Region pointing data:
····················

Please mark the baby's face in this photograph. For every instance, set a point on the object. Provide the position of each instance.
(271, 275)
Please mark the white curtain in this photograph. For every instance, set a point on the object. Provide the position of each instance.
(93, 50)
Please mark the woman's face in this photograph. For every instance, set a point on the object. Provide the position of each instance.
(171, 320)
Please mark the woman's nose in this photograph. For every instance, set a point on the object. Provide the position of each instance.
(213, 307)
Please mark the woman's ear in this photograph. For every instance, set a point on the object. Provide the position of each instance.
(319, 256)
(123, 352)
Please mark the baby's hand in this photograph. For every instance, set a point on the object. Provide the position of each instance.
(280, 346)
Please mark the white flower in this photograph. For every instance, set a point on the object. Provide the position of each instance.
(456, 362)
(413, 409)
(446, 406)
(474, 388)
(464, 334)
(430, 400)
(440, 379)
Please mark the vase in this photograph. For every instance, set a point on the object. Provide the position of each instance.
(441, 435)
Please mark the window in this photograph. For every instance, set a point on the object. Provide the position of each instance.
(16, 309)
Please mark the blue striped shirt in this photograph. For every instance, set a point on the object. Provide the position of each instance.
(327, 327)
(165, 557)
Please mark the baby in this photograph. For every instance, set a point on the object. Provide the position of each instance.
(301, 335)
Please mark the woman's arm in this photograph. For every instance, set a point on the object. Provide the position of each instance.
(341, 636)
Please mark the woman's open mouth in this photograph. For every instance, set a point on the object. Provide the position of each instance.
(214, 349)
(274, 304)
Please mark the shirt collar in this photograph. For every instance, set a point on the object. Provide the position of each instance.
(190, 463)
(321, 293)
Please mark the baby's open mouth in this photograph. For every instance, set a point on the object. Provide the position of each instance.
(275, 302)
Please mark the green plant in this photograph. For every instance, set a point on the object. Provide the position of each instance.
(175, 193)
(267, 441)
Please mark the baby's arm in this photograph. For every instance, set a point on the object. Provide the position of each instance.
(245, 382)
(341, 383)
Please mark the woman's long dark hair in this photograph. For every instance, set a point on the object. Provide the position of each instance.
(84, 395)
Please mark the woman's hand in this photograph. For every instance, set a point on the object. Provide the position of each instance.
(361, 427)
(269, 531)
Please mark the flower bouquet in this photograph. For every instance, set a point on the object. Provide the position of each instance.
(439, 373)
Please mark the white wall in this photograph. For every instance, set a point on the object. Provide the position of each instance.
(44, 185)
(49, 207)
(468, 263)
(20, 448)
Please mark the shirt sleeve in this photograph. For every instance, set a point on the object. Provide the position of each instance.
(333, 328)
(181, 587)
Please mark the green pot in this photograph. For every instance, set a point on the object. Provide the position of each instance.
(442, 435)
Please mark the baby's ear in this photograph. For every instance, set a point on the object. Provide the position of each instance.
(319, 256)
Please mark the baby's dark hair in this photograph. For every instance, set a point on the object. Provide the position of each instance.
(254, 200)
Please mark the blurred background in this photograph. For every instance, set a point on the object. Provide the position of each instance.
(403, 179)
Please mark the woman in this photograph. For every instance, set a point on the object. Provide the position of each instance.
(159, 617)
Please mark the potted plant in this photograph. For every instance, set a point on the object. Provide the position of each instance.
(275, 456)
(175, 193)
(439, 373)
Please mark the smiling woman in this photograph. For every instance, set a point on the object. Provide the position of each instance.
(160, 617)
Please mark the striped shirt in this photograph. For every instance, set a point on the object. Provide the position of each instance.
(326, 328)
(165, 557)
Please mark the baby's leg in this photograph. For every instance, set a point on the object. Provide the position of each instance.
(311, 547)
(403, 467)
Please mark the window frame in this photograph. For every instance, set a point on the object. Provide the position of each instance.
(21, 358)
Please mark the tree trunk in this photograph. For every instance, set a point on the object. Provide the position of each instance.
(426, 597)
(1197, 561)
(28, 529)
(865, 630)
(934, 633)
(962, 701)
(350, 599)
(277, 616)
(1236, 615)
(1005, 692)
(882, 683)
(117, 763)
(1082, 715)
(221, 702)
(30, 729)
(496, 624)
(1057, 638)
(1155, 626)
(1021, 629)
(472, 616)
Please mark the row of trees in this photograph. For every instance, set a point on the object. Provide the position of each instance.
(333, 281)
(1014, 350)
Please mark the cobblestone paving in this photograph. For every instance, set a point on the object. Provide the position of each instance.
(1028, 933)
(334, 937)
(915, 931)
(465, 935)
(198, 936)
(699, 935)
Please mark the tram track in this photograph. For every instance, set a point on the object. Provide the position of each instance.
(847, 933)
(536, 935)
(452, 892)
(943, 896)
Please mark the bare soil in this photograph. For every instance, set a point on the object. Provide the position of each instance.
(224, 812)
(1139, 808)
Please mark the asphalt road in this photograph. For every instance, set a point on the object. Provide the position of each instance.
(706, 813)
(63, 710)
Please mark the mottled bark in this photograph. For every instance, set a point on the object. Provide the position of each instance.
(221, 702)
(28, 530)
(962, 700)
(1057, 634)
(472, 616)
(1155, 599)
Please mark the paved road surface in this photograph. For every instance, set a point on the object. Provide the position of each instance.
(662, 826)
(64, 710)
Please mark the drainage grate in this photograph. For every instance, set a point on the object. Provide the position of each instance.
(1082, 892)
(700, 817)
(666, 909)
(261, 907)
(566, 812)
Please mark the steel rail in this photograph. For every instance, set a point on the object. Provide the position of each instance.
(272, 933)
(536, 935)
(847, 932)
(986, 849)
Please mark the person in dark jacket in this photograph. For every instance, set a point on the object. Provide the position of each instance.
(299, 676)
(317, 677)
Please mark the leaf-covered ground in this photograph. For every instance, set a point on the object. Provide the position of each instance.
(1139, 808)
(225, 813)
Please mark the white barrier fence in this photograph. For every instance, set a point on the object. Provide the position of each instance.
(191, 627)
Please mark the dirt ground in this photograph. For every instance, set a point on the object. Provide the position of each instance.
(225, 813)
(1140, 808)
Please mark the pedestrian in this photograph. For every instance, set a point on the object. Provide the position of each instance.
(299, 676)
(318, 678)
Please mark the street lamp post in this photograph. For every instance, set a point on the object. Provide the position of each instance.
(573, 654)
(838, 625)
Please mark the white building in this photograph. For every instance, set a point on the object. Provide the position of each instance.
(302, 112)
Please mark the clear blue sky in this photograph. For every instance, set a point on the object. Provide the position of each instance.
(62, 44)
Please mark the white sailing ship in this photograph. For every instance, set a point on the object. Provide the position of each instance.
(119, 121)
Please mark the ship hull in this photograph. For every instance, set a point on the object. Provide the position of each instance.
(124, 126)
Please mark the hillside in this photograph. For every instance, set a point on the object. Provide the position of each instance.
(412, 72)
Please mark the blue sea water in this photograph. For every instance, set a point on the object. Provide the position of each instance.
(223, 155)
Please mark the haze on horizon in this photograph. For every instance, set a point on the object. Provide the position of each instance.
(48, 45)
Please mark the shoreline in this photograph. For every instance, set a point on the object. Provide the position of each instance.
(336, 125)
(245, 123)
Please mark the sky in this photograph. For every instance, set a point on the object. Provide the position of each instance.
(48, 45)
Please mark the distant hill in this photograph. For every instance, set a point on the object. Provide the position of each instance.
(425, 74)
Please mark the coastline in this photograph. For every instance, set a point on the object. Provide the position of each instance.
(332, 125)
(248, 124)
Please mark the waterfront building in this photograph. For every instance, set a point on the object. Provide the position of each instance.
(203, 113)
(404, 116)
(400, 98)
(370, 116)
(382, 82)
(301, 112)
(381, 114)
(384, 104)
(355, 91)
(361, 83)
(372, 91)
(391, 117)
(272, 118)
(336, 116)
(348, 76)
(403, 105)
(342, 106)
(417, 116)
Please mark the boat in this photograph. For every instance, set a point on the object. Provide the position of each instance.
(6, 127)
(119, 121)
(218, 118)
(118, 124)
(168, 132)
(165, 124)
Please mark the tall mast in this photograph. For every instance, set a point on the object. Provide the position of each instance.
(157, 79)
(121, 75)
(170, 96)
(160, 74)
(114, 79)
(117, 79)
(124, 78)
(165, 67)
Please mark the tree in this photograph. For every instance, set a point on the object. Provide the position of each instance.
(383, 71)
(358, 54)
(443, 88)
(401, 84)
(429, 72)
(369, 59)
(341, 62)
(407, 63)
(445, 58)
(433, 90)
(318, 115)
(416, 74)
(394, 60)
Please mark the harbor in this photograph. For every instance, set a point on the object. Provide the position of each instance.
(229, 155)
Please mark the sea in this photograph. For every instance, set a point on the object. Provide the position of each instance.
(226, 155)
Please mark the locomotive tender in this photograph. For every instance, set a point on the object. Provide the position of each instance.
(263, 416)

····················

--- WHAT IS REQUIRED ---
Exact copies of the line containing "Please mark the sea" and of every line after it through the end of the entries are all that should be output.

--- SOLUTION BELOW ---
Please mark the sea in this photograph. For every instance, set a point on the object. Provide the position of each instance.
(226, 155)
Please mark the locomotive tender in this photograph. For every instance, set a point on the object. Provide the position of each instance.
(263, 416)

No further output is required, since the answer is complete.